## Supplied information:

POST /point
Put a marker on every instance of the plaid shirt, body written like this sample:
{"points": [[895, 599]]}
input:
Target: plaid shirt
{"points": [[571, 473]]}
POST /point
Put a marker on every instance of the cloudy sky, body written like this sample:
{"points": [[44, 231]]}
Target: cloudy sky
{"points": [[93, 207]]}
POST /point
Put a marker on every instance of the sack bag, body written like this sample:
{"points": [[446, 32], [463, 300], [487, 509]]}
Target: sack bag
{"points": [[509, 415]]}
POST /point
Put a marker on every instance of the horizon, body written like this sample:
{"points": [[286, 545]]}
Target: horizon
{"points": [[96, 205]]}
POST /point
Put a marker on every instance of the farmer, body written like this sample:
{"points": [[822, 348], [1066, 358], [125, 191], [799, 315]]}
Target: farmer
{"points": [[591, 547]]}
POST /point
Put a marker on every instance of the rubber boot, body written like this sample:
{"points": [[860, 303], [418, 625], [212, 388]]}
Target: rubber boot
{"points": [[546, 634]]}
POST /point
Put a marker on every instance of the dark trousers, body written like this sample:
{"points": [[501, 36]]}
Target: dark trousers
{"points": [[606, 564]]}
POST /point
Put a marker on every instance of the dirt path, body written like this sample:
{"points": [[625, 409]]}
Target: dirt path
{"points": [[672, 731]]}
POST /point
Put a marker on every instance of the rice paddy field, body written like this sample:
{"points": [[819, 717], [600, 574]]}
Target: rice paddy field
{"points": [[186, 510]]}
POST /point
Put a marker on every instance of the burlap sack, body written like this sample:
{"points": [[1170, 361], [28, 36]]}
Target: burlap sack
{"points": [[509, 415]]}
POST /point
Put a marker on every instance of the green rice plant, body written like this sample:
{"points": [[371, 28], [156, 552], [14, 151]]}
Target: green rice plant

## Task objective:
Nothing may be dropped or altered; repeat every record in full.

## Result below:
POST /point
Put a marker on every instance of the plaid shirt, body written like this sample:
{"points": [[895, 599]]}
input:
Target: plaid shirt
{"points": [[571, 473]]}
POST /point
Put a marker on every instance of the cloudy sky, body written like this sample:
{"points": [[44, 231]]}
Target: cloudy sky
{"points": [[93, 207]]}
POST /point
Put a marker on every instance of the sack bag, body written like this sample:
{"points": [[446, 32], [463, 300], [487, 509]]}
Target: sack bag
{"points": [[509, 415]]}
POST /point
Put a marker on every instance of the horizon, body written like this sample:
{"points": [[286, 545]]}
Target: horizon
{"points": [[96, 205]]}
POST /point
Put a marker on every instance of the farmer, body written like this sample:
{"points": [[822, 348], [1066, 358], [125, 191], [799, 315]]}
Target: farmer
{"points": [[591, 547]]}
POST /point
Put a marker on every instance of the rubber boot, body written like this sample:
{"points": [[860, 303], [418, 625], [212, 388]]}
Target: rubber boot
{"points": [[546, 634]]}
POST /point
Put a marker on every instance of the dark trousers, body written like this sample:
{"points": [[501, 36]]}
Target: dark trousers
{"points": [[606, 564]]}
POST /point
Put a marker on every instance of the dirt path, body written like this sample:
{"points": [[625, 409]]}
Target: dirt path
{"points": [[672, 731]]}
POST /point
Put a marker on every instance of the rice paddy field, body written like this sample:
{"points": [[819, 717], [600, 574]]}
Target: rice paddy field
{"points": [[186, 510]]}
POST /point
Put a marker on every instance of the burlap sack, body written like this sample:
{"points": [[1170, 361], [28, 36]]}
Target: burlap sack
{"points": [[509, 415]]}
POST /point
Put a marker on every instance of the green rice plant, body written like this sample:
{"points": [[371, 28], [156, 552], [14, 151]]}
Target: green rice plant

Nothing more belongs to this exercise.